STATED EXERCISE 1:
According to the text on refactoring the Rust function, which label must the continue statement use inside the while loop?

SELECTED TEXT:
━━━━━━

Note that we recursively call hunc in the newly moved block for Cont::C6. We’ll get rid of that in the next step.

@@ -41,6 +41,7 @@
   C3(bool),
   C4(Data, usize),
   C5,
+  C6,
 }

 fn hunc(es: &mut Vec<Event>, mut arg: Arg) -> Ret {
@@ -126,6 +127,12 @@
           tmp.cond = !tmp.cond;
           ret = Ret::Gunc(tmp);
         }
+        Cont::C6 => {
+          let fst = ret.unwrap_func();
+          let mut tmp = hunc(es, Arg::Gunc(fst)).unwrap_gunc();
+          tmp.num += fst;
+          ret = Ret::Gunc(tmp);
+        }
       }
     }
     return ret;
@@ -145,9 +152,7 @@
     ControlFlow::Continue(Arg::Gunc(num + 4))
   } else {
     es.push(Event::G);
-    let fst = hunc(es, Arg::Func(data)).unwrap_func();
-    let mut tmp = hunc(es, Arg::Gunc(fst)).unwrap_gunc();
-    tmp.num += fst;
-    ControlFlow::Break(Ret::Gunc(tmp))
+    cs.push(Cont::C6);
+    ControlFlow::Continue(Arg::Func(data))
   }
 }

Do `C7`

As predicted, we replace the recursive call with a cont push, arg set, and continue, but we must use the 'outer label because we’re in the while loop.

This is the last one!

@@ -42,6 +42,7 @@
   C4(Data, usize),
   C5,
   C6,
+  C7(usize),
 }

 fn hunc(es: &mut Vec<Event>, mut arg: Arg) -> Ret {
@@ -129,7 +130,12 @@
         }
         Cont::C6 => {
           let fst = ret.unwrap_func();
-          let mut tmp = hunc(es, Arg::Gunc(fst)).unwrap_gunc();
+          cs.push(Cont::C7(fst));
+          arg = Arg::Gunc(fst);
+          continue 'outer;
+        }
+        Cont::C7(fst) => {
+          let mut tmp = ret.unwrap_gunc();
           tmp.num += fst;
           ret = Ret::Gunc(tmp);
         }

Remove `ControlFlow`

Since we only return Continue from post_if_c4, we can remove ControlFlow and just always continue.

@@ -1,5 +1,4 @@
 use crate::common::{Data, Event, THRESHOLD};
-use std::ops::ControlFlow;

 pub fn func(es: &mut Vec<Event>, data: Data) -> usize {
   hunc(es, Arg::Func(data)).unwrap_func()

━━━━━━

RAW DATA:
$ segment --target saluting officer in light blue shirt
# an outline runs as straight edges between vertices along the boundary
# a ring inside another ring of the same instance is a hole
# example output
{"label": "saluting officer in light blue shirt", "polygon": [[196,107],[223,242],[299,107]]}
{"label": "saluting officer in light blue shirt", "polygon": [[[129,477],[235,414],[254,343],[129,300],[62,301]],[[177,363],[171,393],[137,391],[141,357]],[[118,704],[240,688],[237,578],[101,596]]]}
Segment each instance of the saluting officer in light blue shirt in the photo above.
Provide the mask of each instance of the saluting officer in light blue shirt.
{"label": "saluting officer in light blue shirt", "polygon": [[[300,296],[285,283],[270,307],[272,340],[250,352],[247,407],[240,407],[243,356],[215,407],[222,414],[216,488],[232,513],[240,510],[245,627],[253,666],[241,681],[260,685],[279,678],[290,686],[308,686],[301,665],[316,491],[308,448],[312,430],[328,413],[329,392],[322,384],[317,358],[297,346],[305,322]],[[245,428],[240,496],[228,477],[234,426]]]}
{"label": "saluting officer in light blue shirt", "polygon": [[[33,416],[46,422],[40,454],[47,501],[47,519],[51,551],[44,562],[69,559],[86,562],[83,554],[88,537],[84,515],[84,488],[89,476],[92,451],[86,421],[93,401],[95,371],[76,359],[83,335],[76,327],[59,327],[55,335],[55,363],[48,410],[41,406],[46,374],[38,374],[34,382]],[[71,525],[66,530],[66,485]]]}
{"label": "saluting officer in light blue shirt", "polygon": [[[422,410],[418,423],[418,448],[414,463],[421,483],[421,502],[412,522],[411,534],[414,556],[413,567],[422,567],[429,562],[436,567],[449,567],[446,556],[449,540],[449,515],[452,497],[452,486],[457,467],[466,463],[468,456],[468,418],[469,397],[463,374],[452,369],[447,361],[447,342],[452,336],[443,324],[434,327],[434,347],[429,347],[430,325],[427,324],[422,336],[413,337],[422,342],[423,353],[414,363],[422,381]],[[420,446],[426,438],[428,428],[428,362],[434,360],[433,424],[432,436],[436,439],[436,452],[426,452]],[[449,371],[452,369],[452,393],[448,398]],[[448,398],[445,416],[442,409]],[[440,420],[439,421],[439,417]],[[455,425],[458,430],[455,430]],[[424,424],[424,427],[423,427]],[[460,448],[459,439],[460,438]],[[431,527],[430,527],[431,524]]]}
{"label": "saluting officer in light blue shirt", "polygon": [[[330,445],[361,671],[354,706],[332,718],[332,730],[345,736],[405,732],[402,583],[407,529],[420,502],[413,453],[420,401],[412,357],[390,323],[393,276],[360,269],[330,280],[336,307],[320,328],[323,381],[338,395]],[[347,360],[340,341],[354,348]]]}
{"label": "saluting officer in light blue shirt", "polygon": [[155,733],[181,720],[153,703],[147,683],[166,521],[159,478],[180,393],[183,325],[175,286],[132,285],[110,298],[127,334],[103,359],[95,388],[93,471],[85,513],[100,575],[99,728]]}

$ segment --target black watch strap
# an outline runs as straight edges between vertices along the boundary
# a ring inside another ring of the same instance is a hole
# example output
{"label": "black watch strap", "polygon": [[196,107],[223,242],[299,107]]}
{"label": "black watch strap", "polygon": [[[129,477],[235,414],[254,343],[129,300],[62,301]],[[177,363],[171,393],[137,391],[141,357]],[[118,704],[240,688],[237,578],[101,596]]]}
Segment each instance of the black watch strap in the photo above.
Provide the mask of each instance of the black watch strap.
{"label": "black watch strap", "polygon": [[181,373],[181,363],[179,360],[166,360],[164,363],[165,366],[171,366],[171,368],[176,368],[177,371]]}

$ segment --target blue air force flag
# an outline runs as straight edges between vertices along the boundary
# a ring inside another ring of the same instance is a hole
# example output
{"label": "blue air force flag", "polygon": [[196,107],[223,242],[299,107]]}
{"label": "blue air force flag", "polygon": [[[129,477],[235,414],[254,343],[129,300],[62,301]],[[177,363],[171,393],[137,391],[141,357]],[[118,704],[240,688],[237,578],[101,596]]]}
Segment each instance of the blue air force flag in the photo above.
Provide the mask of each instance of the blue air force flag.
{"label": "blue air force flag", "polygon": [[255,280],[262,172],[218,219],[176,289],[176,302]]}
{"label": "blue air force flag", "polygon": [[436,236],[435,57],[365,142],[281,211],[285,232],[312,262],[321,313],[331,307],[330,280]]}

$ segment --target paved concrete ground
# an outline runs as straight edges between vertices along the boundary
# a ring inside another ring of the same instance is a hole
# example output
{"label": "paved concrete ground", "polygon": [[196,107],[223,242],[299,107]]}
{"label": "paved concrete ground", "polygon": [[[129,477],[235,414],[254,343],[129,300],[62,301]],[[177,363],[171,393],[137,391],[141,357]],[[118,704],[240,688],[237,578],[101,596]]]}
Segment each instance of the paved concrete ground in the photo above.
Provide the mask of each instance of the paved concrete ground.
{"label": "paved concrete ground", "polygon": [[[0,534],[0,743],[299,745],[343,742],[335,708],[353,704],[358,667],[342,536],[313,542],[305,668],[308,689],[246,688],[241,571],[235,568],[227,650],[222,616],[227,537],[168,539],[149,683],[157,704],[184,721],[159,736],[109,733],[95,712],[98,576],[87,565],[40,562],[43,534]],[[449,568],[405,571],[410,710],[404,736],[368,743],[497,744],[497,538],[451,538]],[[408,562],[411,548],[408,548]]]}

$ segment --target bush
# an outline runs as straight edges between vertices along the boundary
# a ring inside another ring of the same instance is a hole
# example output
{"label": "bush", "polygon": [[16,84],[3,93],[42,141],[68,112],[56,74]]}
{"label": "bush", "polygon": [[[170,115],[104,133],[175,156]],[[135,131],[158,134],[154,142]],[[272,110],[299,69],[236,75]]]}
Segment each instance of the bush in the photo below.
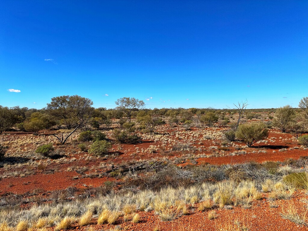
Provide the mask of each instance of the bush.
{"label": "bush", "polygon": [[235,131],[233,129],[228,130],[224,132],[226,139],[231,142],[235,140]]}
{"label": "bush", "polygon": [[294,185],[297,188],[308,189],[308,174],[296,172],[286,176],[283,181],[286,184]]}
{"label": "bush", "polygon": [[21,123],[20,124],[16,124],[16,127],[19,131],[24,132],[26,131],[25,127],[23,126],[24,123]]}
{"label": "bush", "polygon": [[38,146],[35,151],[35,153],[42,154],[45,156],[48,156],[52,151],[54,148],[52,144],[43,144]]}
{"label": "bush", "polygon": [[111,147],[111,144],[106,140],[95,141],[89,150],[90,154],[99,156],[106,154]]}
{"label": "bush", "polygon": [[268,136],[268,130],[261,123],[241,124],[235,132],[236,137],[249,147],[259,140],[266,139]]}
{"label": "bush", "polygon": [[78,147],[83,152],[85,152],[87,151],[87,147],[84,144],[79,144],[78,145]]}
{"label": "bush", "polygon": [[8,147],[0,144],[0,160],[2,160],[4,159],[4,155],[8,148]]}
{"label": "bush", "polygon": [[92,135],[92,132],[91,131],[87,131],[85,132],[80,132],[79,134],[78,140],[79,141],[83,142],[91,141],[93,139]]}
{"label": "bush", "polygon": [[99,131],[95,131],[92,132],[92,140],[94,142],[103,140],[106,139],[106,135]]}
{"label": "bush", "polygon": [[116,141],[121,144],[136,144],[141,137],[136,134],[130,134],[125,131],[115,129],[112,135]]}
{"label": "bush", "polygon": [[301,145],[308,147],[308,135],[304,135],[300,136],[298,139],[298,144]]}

━━━━━━

STATED EXERCISE 2:
Return the lines of the entries, starting at their first line and ending at the line containing "Segment each instance of the saluting", word for word.

CORRECT RESULT 1:
The 'outer label.

CORRECT RESULT 2:
$ segment --target saluting officer in light blue shirt
# an outline runs as straight edges between vertices along the boundary
# a ring inside another ring of the same instance is a hole
# example output
{"label": "saluting officer in light blue shirt", "polygon": [[196,107],[223,242],[299,107]]}
{"label": "saluting officer in light blue shirt", "polygon": [[[129,477],[235,414],[254,343],[129,300],[62,301]],[[177,363],[171,393],[137,391],[141,357]],[[118,704],[240,688],[237,578],[101,596]]]}
Segment each instance of the saluting officer in light blue shirt in the photo above.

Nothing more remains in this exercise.